** Exercise prompt **
Go through the records and report each line in which the word "tent" occurs.

BEGIN Dataset records

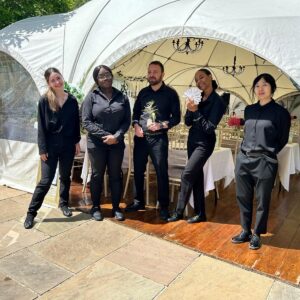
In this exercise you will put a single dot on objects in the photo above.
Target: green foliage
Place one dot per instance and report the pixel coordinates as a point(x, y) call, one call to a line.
point(14, 10)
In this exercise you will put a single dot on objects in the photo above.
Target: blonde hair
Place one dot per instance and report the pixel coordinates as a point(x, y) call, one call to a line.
point(50, 95)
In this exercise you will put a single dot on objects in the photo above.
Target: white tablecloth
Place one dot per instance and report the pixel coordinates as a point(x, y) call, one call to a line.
point(288, 163)
point(219, 165)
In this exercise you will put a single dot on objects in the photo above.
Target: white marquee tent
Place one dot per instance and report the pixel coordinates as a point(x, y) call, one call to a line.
point(127, 35)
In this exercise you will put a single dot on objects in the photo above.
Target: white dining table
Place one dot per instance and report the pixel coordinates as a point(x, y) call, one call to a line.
point(220, 165)
point(288, 163)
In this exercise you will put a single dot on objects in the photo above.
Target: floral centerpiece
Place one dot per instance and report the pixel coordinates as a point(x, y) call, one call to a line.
point(75, 91)
point(150, 111)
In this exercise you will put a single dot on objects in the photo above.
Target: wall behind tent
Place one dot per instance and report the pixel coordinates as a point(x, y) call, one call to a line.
point(18, 133)
point(292, 104)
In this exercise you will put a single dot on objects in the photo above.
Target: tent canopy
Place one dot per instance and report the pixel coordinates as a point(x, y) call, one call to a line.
point(106, 31)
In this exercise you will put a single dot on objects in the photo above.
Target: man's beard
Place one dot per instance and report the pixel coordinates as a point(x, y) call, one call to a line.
point(154, 81)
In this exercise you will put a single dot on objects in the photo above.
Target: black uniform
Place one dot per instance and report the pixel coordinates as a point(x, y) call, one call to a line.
point(155, 144)
point(201, 143)
point(101, 117)
point(266, 132)
point(58, 132)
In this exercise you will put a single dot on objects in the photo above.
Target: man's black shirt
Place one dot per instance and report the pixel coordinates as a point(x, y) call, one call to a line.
point(165, 100)
point(101, 117)
point(205, 120)
point(266, 127)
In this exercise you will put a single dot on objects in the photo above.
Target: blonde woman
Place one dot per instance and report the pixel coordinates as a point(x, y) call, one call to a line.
point(58, 141)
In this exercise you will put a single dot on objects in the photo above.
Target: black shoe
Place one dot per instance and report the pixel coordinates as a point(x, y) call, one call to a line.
point(175, 217)
point(135, 206)
point(164, 214)
point(96, 215)
point(66, 211)
point(196, 219)
point(28, 223)
point(118, 215)
point(243, 237)
point(255, 242)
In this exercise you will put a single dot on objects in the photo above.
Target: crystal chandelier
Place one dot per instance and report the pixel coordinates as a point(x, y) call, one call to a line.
point(187, 46)
point(234, 69)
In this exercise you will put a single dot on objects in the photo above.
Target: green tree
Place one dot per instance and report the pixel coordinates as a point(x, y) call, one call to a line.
point(14, 10)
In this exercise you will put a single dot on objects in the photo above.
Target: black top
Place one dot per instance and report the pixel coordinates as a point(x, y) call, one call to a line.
point(58, 128)
point(205, 120)
point(101, 116)
point(266, 127)
point(166, 102)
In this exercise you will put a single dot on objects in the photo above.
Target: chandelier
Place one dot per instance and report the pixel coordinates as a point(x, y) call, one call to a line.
point(124, 88)
point(234, 69)
point(187, 46)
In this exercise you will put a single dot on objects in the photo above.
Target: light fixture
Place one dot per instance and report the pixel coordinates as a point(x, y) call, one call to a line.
point(186, 46)
point(234, 69)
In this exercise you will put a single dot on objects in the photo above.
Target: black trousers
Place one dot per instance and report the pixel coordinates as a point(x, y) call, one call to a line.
point(157, 147)
point(110, 157)
point(255, 173)
point(65, 157)
point(192, 178)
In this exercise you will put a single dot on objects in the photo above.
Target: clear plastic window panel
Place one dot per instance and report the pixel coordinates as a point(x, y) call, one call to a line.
point(18, 102)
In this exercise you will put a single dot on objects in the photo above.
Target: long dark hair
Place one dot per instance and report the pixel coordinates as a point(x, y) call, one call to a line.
point(50, 95)
point(207, 72)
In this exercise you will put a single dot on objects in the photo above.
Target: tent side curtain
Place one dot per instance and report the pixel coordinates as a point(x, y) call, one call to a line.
point(18, 130)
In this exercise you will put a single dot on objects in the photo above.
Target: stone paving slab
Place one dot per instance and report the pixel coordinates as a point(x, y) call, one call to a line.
point(84, 245)
point(13, 237)
point(11, 210)
point(283, 291)
point(33, 271)
point(105, 280)
point(23, 199)
point(156, 259)
point(52, 222)
point(11, 290)
point(208, 278)
point(6, 192)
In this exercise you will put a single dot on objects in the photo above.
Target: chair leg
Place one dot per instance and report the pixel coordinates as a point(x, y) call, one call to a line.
point(217, 196)
point(172, 193)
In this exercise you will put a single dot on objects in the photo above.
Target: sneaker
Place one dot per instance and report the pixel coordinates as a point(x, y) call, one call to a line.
point(66, 211)
point(243, 237)
point(28, 223)
point(97, 215)
point(135, 206)
point(255, 242)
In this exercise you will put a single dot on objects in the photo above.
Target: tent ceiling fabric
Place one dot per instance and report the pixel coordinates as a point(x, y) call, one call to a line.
point(106, 31)
point(180, 68)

END Dataset records

** Answer space **
Target: white marquee tent
Target: wall behind tent
Target: tent canopy
Target: tent side curtain
Target: tent ceiling fabric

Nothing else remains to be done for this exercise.